The task: Your job is to reproduce all of the data exactly.

Provided entries:
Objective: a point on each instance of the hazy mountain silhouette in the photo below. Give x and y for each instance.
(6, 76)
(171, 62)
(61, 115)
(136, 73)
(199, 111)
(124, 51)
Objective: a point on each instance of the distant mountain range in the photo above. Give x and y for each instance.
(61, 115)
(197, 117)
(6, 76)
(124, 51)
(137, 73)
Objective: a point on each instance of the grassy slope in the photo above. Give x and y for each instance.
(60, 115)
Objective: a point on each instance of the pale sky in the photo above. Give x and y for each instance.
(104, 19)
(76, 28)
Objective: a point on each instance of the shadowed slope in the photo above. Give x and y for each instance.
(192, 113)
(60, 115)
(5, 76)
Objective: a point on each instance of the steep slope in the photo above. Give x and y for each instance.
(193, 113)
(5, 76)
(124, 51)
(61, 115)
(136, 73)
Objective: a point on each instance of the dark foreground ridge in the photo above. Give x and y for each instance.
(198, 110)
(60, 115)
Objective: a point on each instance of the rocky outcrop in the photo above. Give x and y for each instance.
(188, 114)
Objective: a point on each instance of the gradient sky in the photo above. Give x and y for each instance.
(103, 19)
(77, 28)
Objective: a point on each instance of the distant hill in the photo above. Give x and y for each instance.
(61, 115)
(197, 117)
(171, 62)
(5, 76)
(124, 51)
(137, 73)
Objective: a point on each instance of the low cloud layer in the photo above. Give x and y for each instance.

Reply:
Objective: a point on each instance of the hazy mountain silhouette in the photo below. Give x and y for each instance.
(6, 76)
(171, 62)
(61, 115)
(136, 73)
(199, 111)
(124, 51)
Objective: a point on each instance of the distant mountain range in the photo above. Give x and y for each instance.
(61, 115)
(197, 117)
(6, 76)
(124, 51)
(137, 73)
Objective: a point on each instance of the grassy slope in the photo above. Give x and y for each instance.
(60, 115)
Objective: a point on each instance of the pale sky in the photo above. Give x and y for each instance.
(104, 19)
(76, 28)
Objective: a point on each instance of the shadowed slope in the photo above. Give x and y for each instance.
(192, 113)
(60, 115)
(5, 76)
Objective: a point on each instance of the steep slope in the photo above. Give x and y for each instance.
(193, 113)
(5, 76)
(124, 51)
(61, 115)
(136, 73)
Objective: a point on each instance of the dark foreground ridge in the photo above. Give x and y for each instance.
(198, 110)
(60, 115)
Objective: a point on each instance of the rocky outcrop in the photo above. Give x and y for each instance.
(188, 114)
Objective: a point on each instance of the gradient sky in the photo above. Give x and y for each instance.
(103, 19)
(77, 28)
Objective: a point on each instance of the distant hill in the photo above. Give x and y for each instance.
(61, 115)
(197, 117)
(171, 62)
(5, 76)
(124, 51)
(137, 73)
Objective: a point on each instance of the low cloud layer in the photo above. Give x and y for each instance.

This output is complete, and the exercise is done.